You’re almost done creating your page. Before we move on to the last (and most exciting) part, let’s take a look at your “About” page, an elemental part of your brand.

Step #4: Write Your “About” Page

The about page is a key part of your site where you present yourself to the world; it’s a story-driven, value-focused business card. In it, you take your prospects from thinking, “who’s this guy?” to “how can I work with him?

Any high-converting about page has six elements that characterize them. When you set it up, remember to add each of these elements so you can increase its persuasive power.

Your Unique Value Proposition

First and foremost, your “About” page needs to talk about your unique value proposition—that is, the value you bring to your prospect.

Since you are getting started, focus on a simple sentence that sums up your service’s value. Most freelance writers I know, often focus on any of the following value proposition:

  • I bring traffic to your software company.
  • I deliver leads to your business.
  • My content generates trust.
  • My content gets clicks, shares, and conversions.
  • I will generate revenue through my content.

Your value proposition needs to be unique to you. After all, it’s called a unique value proposition.

For example, in my old about page, I asked my reader:

I know my content can deliver traffic because that’s what I like doing, and that’s what I’ve done for my previous clients.

Action Step

Write the answer to the following questions:

  • What do I like to do the most?

- Data listing

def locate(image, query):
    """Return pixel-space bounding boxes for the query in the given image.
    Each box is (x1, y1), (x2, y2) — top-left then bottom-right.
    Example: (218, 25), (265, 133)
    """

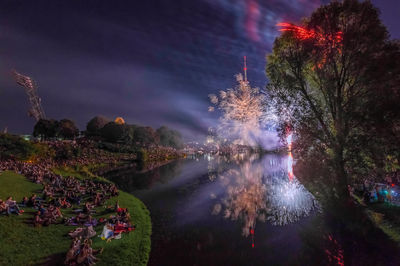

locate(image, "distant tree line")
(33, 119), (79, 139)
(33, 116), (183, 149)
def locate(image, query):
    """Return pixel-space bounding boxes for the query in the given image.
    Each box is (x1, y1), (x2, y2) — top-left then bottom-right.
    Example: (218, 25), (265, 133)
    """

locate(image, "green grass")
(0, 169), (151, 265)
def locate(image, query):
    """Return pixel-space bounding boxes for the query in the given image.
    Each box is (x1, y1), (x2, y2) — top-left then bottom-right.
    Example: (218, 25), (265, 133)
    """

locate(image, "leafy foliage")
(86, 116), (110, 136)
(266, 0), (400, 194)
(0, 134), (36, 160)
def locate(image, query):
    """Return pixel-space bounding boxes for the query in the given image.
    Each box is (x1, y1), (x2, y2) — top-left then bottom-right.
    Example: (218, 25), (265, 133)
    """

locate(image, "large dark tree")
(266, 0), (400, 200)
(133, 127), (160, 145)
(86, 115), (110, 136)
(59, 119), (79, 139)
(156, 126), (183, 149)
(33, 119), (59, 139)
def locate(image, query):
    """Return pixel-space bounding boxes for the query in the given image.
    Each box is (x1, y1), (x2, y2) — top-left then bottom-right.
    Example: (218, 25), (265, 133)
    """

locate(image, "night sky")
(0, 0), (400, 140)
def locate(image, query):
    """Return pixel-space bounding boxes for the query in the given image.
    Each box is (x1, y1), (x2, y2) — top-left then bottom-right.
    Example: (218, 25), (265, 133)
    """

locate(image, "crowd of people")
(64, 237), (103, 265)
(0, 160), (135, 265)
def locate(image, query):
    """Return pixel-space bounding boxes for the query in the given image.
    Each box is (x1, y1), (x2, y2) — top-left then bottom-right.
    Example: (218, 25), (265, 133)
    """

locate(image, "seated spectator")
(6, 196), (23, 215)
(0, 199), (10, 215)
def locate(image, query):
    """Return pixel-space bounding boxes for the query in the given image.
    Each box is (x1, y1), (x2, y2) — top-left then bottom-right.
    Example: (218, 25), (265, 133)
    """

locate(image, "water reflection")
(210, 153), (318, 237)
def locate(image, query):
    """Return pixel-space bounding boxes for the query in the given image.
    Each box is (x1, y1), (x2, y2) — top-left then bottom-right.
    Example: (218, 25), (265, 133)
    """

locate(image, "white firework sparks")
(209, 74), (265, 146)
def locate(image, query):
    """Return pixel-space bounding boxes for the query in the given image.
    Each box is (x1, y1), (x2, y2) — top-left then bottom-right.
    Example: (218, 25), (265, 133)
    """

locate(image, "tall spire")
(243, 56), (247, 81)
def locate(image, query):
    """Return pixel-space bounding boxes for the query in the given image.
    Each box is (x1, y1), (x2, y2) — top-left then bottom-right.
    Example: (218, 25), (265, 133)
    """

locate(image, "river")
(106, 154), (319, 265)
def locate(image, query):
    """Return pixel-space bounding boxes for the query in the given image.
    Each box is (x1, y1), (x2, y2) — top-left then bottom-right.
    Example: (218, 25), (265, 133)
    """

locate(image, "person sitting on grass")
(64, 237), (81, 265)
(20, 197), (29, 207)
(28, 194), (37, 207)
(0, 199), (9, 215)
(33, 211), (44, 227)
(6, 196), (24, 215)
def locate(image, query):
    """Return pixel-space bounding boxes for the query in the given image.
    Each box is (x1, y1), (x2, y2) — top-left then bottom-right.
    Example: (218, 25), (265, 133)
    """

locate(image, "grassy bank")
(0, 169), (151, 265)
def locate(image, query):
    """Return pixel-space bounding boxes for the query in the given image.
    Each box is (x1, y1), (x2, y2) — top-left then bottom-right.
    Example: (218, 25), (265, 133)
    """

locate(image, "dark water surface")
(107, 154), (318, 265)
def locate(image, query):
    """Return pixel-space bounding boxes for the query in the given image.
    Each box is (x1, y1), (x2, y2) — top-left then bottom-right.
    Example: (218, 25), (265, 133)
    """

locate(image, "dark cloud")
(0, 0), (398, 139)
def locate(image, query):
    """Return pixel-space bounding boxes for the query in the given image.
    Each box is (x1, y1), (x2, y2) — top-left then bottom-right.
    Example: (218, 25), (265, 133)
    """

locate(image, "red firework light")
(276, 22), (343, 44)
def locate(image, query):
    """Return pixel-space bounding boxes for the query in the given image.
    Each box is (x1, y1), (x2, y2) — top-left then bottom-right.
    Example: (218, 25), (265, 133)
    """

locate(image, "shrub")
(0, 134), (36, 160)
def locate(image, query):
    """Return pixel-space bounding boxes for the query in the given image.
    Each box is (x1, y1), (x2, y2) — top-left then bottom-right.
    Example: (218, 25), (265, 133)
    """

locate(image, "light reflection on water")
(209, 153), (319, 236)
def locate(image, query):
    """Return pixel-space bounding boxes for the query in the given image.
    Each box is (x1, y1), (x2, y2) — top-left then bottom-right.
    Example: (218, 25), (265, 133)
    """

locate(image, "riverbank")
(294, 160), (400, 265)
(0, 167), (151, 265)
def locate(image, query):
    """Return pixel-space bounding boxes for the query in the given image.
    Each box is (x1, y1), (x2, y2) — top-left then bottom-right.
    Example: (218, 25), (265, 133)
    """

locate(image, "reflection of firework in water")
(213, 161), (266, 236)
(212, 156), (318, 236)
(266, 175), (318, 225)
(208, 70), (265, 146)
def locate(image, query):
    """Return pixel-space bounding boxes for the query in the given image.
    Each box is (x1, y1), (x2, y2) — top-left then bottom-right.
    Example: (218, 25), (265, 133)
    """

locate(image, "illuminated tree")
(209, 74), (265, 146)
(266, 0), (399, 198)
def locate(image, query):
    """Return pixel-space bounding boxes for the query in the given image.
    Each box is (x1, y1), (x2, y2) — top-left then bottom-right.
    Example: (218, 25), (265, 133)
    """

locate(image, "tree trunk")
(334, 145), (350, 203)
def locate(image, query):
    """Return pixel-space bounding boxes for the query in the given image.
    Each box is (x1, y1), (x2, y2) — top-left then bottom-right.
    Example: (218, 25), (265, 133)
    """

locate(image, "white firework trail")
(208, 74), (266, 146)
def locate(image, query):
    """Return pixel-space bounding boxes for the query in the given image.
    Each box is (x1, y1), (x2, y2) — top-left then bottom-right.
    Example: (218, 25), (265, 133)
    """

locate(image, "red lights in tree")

...

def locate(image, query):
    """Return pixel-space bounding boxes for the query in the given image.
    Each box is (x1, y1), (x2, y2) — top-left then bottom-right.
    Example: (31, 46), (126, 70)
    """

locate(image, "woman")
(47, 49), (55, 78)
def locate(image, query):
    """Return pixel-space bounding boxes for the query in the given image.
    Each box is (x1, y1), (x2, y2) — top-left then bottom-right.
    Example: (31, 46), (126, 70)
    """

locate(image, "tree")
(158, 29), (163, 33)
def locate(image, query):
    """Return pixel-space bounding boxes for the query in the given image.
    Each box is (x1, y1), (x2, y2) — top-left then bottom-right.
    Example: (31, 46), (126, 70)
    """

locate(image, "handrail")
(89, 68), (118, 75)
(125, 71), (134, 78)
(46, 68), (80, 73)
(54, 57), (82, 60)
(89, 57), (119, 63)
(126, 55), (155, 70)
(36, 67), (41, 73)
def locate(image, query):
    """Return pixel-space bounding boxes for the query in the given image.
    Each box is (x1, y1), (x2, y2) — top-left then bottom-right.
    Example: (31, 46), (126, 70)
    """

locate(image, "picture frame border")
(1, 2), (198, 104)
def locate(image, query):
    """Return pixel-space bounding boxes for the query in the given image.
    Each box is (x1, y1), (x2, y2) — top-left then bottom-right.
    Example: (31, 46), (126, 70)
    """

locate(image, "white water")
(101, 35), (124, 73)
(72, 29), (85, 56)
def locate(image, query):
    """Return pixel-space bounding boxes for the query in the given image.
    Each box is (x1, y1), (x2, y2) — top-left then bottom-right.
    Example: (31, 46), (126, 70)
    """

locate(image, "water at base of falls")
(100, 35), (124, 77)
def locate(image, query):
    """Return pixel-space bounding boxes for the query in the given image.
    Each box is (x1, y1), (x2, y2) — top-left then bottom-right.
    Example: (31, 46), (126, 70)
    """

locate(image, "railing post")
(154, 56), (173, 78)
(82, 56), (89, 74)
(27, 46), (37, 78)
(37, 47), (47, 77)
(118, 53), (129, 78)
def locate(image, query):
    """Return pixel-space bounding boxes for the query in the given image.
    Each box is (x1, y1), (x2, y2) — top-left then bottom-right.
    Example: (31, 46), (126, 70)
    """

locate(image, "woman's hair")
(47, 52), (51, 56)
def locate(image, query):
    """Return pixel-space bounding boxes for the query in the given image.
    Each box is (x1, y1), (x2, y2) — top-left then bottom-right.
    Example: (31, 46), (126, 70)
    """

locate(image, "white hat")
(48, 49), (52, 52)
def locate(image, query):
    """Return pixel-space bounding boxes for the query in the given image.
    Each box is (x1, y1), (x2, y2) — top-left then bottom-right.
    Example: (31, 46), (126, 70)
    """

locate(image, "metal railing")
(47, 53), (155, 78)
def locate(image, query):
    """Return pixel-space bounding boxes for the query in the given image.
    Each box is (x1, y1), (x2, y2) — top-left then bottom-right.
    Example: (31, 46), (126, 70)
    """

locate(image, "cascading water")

- Stated problem 1
State how many lines of the records contain the string "reflection". Case counts; give only the number.
- Stated problem 2
Please go on with the guide to writing an About page, starting after its last line.

- Task result 1
3

- Task result 2
  • How would I like to help my clients?
  • What results have my content generated?
  • What are the unique skills I bring to the table?
  • What are the most painful needs my clients have that I can help them with?

Your Mission and Values

In the business world, there’s a lot said about developing a mission statement. Most of it is nonsense.

How often have you seen a company saying that their mission is to “satisfy our customers” and then get ignored whenever you contact them for support?

Because mission and values are personal, you can’t “develop” them out of thin air. And since this is your own business, they shouldn’t be separated from you either.

I like thinking that your mission and values are an extension of your identity.

For example, I love writing, and I’m extremely proud of the content I write. For that reason, it’s my mission to make the best content on any subject I write. I didn’t decide on this; it just came out of me.

My values are dedicationtruthfulness, and attention to detail.

I say this because all my content shows I dedicate a lot of time into it, I care about the truth of the subject, and I focus on the smallest details to make it look good.

I recommend that you write a sentence or two about your mission and values, but at the end of the day, it’s more important that you show both of them through your actions and results than through your words.

Here’s a great example from Aaron Wrixon, who does a fantastic job of explaining his company’s values:

Action Step

Write the answer to the following questions:

  • What past clients, colleagues, or readers have said about you and your writing?
  • What do you do every time you write?
  • What did you do to get to the place you are today?

The answer to these questions will shine a light on your values as a writer. Use them in your about page.

Your Story

The reason why any lead would check your site is to get to know you. If a lead wanted a cheap writer, they’d have gone to Upwork or Problogger. On your site, they want to learn about you.

Sharing a brief personal story will help create an emotional connection with them. This can simply explain how you got to become a writer, the experience you have, and the purpose that drives you to work as a writer.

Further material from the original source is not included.